_PROVIDED MATERIAL_.
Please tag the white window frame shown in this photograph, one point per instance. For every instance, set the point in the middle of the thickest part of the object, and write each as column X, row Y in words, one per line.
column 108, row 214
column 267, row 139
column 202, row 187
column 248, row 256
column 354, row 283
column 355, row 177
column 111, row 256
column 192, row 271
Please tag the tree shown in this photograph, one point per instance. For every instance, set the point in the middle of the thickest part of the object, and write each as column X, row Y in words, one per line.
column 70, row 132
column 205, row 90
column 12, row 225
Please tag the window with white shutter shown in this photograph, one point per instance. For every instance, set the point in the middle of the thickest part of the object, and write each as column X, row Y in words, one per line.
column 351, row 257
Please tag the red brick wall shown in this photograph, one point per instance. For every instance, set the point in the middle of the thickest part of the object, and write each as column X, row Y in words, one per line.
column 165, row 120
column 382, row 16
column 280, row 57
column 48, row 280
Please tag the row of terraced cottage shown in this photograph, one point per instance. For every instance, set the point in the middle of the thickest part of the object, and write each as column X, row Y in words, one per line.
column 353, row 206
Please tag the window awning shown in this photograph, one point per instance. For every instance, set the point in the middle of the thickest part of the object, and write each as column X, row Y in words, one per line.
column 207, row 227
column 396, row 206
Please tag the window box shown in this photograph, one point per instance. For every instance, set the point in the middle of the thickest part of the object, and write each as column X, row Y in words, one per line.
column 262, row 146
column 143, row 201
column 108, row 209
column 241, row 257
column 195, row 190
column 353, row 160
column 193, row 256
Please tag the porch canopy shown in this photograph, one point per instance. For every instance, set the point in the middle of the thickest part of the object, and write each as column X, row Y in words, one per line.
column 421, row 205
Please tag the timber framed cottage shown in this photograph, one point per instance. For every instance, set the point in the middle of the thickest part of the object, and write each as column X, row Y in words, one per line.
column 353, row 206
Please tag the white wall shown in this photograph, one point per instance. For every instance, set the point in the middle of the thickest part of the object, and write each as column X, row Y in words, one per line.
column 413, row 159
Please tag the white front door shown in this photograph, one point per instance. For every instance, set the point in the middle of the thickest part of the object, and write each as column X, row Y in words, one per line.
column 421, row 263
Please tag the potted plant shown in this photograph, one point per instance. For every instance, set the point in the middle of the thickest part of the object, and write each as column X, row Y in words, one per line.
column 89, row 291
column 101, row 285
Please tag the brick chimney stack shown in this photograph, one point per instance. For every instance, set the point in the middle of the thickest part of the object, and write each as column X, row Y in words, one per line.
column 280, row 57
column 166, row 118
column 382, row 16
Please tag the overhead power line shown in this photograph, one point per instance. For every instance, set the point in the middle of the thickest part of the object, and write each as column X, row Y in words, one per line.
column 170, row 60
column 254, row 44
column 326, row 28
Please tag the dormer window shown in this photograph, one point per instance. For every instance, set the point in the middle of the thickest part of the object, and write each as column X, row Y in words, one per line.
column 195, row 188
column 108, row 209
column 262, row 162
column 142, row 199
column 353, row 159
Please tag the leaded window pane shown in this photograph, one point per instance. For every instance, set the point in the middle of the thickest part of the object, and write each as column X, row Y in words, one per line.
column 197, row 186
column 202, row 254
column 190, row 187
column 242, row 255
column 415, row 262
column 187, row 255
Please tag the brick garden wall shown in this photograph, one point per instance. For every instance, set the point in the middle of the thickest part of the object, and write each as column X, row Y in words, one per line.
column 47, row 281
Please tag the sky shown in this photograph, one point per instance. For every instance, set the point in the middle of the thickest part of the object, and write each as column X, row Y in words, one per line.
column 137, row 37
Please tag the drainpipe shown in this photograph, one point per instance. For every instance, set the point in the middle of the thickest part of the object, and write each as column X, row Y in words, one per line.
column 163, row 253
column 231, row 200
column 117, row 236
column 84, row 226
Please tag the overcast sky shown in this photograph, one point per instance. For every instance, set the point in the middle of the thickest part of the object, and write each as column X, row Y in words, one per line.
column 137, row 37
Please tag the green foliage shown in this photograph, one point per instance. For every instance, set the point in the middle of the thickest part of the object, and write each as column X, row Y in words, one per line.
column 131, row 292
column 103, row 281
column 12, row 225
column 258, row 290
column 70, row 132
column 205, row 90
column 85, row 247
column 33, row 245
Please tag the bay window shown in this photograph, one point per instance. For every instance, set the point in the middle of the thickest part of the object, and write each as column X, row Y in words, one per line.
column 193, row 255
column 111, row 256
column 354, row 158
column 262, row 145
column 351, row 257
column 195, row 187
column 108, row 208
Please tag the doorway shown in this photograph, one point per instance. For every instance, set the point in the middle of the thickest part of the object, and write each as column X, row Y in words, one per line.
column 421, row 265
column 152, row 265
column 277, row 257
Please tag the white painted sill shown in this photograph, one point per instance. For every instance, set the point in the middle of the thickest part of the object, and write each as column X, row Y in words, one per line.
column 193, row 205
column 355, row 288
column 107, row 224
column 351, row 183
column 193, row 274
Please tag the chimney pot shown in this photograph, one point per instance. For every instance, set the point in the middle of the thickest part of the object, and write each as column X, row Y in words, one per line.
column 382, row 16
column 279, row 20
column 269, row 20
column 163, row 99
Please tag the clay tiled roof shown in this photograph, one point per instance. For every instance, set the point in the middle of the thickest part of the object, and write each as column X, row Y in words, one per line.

_WHAT YOU ARE ASKED TO DO_.
Set down, word for word, the records from the line containing "Please tag the white wall" up to and including the line containing "column 413, row 159".

_EXERCISE OUTPUT_.
Please tag the white wall shown in this photograph, one point per instance. For every instance, set the point in the middle of the thickest part of the object, and write each as column X, row Y in words, one per line.
column 413, row 159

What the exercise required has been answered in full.